TASK TO COMPLETE> Pick up the first-person account of growing up amid gender expectations, which appears below ahead of the data, and continue it past its final sentence.

SOURCE TEXT>
+ + + +

For a really long time, I really didn't like many girls.  Girls (with some exceptions, of course) were horrible to me my entire childhood.  I wasn't thin or pretty, I didn't have nice clothes, and I was pretty quiet.  It was a lot easier to talk to boys because they were a lot less judgemental.  I wasn't trying to be anything.

All of this made me feel like there was something wrong with with me.  Throughout childhood, it felt like there was a lot of stress on gender.  People freaked out about boys being in the same places as girls or girls doing the same thing as boys.  God forbid there be a mixed gender sleepover.

I only had one He-Man figure and it was Tila. No Ninja Turtles, no Transformers; She-Ra, My Little Pony and Skipper because my mom didn't think Barbie was good for a little girl to play with. 

But then things change. When kids start "liking" each other and if it's a boy and you're supposed to be a girl, it's automatically seen as a crush.  It's absurd. Maybe they were just totally rad folks and we just wanted to enjoy totally rad times.

At some point, the girls around me seemed to go boy-crazy and everything became about how they looked, being attractive and clothing and acting cool. 

I was seriously falling behind.  I was also acutely aware that I was never going to be any of those things.  Firstly, I wasn't allowed pretty much anything I might have asked for, which is okay, because it would have been me ridiculously trying to be something for social purposes.

I'm not sure when my mom started thinking I was gay, but I remember that she tried to get me interested in a movie by telling me it was Sara Gilbert playing a lesbian.  But I wasn't particularly interested in girls either.

+ + + +

PROVIDED DATA>
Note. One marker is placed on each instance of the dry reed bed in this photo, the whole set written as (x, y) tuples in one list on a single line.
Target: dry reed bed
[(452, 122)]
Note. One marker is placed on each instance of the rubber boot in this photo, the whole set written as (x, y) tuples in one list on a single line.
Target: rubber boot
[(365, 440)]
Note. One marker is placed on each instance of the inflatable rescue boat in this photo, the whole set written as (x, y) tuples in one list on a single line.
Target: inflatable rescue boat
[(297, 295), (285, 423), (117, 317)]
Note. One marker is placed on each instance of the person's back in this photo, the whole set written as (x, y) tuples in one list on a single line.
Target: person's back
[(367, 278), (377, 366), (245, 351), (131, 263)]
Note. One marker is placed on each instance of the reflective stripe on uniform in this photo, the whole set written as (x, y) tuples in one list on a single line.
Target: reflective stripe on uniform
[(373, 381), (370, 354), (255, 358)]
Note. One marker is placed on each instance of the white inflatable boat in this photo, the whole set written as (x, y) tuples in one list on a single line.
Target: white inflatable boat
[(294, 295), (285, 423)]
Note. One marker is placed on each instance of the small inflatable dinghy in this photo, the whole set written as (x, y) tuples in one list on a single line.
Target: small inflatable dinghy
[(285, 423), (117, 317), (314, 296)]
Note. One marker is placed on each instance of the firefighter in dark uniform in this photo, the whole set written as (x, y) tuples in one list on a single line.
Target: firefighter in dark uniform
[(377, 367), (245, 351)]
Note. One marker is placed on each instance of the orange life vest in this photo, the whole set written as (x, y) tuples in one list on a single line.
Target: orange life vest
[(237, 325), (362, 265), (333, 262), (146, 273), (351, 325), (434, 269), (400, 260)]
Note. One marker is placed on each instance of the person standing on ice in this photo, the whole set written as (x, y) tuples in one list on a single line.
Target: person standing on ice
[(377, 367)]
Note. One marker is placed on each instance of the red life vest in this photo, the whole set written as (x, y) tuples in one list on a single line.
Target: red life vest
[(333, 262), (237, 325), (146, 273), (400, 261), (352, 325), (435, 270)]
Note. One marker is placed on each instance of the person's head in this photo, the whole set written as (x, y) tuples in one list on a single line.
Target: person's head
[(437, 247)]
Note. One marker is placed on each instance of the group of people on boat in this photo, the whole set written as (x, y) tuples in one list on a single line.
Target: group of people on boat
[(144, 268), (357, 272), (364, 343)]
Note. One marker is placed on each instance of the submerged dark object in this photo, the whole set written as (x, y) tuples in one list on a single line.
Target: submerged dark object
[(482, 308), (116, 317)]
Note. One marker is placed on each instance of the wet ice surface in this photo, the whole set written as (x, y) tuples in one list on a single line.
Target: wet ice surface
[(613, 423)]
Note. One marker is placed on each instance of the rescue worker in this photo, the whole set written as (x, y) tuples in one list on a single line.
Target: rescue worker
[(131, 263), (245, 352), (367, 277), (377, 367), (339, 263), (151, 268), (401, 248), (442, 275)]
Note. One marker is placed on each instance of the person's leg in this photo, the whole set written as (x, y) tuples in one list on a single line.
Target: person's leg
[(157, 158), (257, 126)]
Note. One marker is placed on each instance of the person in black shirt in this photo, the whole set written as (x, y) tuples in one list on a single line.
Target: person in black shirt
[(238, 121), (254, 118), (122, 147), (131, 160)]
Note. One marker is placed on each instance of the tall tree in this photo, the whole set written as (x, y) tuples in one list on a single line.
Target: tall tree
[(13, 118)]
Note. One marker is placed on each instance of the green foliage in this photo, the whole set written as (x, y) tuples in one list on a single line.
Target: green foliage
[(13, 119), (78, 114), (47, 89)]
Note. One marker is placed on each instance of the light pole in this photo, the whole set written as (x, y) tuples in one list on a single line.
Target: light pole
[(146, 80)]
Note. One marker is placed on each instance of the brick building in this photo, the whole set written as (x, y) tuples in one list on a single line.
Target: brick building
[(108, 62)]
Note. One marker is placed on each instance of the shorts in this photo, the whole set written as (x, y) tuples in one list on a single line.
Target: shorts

+ + + +

TASK ANSWER>
The girls I knew were generally pretty awful to me besides the little band of misfits I hung out with in middle school.  But eventually, they all seemed to get better at being girls than I did.  Whatever that meant.  They went out with dudes, got married, had kids, and I... didn't.

Eventually, I did fall in love with someone, who happened to be a male, but it really could have been either way, since we met online.  We were instantly head over heels, and we were just talking about a video game.  There really was no reason for it except some kind of past-life/fate thing. We talked at least six hours a day most of the time, and it was super awesome.  After about a year, I hopped on a plane, crossed the country and stayed with him and his family.

The two of us were fine--really incredibly happy when we were alone.  But his parentals wanted him with a pretty Latina girl who would have lots of babies and stay home.  Turned out, that's what he wanted too (minus the Latina part) and we went our separate ways.  I'm not going to play housewife broodmare for anyone.

I had once mentioned to him the high probability that I was bisexual (I definitely find females more physically attractive) and he kind of freaked out.  "Women are for men" was his attitude, and it was very much not mine.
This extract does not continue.